> [Extrait présenté]
La migration induite par le changement climatique, peut-elle être perçue comme une stratégie d’adaptation au changement climatique ou doit-elle être analysée uniquement sous l’angle d’un déplacement involontaire ? La mobilité des populations peut réduire la vulnérabilité des personnes exposées et, dans ce sens-là, les migrations peuvent représenter une stratégie d’adaptation efficace.

Cette intervention tentera d’expliquer le paradigme autour du changement climatique et de la migration a évolué au fil des ans : on est passé d’estimations imprécises ou des études de cas à des études plus quantitatives. Le 5ème rapport d’évaluation du groupe de travail II du GIEC, qui traite des incidences et de l’adaptation au changement climatique, rappelle qu’il y a une forte probabilité d’accroissement des flux migratoires suite aux changements climatiques mais qu’il reste beaucoup d’incertitude quant à la grandeur de ces flux. Actuellement, nous ne savons pas quantifier les flux potentiels induits par le changement climatique, mais nous savons qu’ils seront plus probables dans le futur même si un accord ambitieux de réduction des émissions de gaz à effet de serre était conclu à Paris plus tard cette année. La migration commence donc, petit à petit, à être vue comme une stratégie d’adaptation parmi les autres.

> [Informations fournies]

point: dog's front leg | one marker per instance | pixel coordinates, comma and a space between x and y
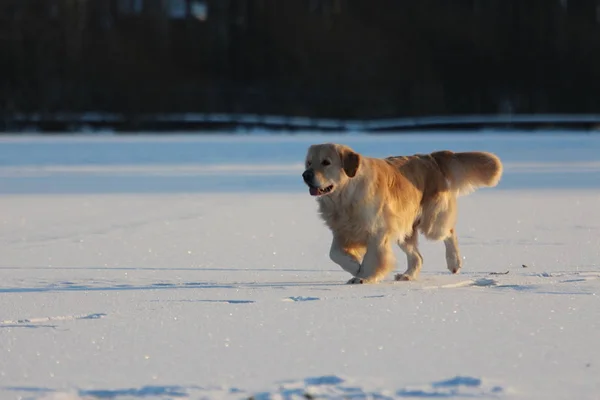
378, 261
349, 258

> [Objectif de la tâche] Poursuivez, s'il vous plaît, l'extrait sur la migration liée au changement climatique à partir de sa dernière phrase.

> [Corrigé de l'exercice]
Migrations : ce que nous apprend la recherche

Que nous apprend la recherche récente sur le sujet ? En premier lieu, le paradigme a évolué, on ne suppose plus que toute la population exposée migre suite à un événement extrême tel qu’une inondation ou une sécheresse sévère. Plutôt que de s’intéresser à la population exposée, on essaie de distinguer les facteurs de vulnérabilité qui rendent telle ou telle catégorie de la population vulnérable et plus susceptible de migrer, et à étudier leur interaction avec le degré d’exposition au facteur de changement environnemental et les caractéristiques socio-économiques des personnes exposées.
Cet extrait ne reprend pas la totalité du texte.